Excerpts from a point labeling dataset

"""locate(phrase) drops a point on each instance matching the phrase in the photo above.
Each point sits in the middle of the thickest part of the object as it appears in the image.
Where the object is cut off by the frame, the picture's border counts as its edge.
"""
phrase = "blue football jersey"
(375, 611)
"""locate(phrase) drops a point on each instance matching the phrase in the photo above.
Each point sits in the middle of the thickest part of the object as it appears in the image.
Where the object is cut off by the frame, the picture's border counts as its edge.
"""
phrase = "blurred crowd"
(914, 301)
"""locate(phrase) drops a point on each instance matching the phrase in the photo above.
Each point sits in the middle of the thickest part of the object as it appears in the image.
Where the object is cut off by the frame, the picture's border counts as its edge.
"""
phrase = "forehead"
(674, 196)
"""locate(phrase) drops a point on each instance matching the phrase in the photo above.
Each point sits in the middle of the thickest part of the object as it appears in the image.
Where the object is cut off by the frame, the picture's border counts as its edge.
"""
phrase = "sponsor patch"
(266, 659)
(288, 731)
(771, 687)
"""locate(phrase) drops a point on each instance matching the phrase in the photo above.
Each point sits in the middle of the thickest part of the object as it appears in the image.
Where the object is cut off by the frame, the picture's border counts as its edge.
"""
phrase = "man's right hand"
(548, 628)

> _What the task requires_
Format every line of the data above as a numbered list, omitting any blank lines.

> _Solution below_
1. """locate(phrase) drops a point on each instance matching the phrase in the photo above.
2. Each point sits in the middle of the thickest part of the object as it appears in the image.
3. Where the object is cut off by the frame, the picture's border counts as its edge.
4. """
5. phrase = "blue football jersey"
6. (375, 611)
7. """locate(phrase) drops a point on each instance matching the phrase in the photo above.
8. Each point sits in the middle of the thickest part of the object as it appears in the image.
9. Where the object is cut off by the frame, the picture's border counts as its edge.
10. """
11. phrase = "blurred crowd"
12. (914, 301)
13. """locate(phrase) drops a point on each instance matching the phrase in the photo above.
14. Each point sits in the middle of the thickest part of the object as it appears in the image.
15. Where the object is cut off by the frame, the picture's border counts as its edge.
16. """
17. phrase = "forehead"
18. (674, 196)
19. """locate(phrase) drops a point on each instance matching the phrase in the photo above.
20. Each point sits in the middle of the thickest part of the object as it appears in the image.
21. Where the object is cut off by the frame, the picture's border counts as its edge.
22. """
23. phrase = "sponsor patch"
24. (266, 659)
25. (288, 731)
26. (771, 687)
27. """locate(phrase) drops a point on each instance matching the phrase in the photo above.
28. Each point sits in the middle of the thickest part of the object as it appears in the image.
29. Where the object is cut off by the frame, the picture's border counts as its edge.
30. """
31. phrase = "man's right hand"
32. (548, 628)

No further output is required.